_YOUR TASK_:
Which lines in the items below contain the word "lamp" with matching case? Show every such line in full, copied as it stands.

----------

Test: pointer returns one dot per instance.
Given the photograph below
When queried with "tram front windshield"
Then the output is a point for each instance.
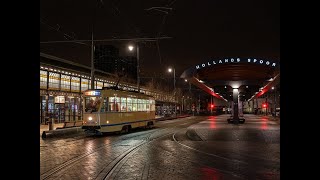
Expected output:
(92, 104)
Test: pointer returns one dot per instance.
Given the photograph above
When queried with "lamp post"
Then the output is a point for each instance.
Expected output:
(130, 47)
(174, 88)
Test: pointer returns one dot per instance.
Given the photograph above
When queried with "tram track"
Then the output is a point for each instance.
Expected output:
(74, 160)
(112, 166)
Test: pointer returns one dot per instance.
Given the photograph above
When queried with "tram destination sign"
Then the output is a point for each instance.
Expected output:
(236, 60)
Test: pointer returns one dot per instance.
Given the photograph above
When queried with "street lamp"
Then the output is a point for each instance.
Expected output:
(130, 47)
(174, 88)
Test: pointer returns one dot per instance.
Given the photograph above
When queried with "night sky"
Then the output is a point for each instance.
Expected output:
(200, 30)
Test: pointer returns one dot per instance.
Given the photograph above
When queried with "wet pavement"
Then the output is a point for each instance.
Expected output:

----------

_ANSWER FOR THE TASK_:
When queried with "lamp post"
When queried with "street lamp"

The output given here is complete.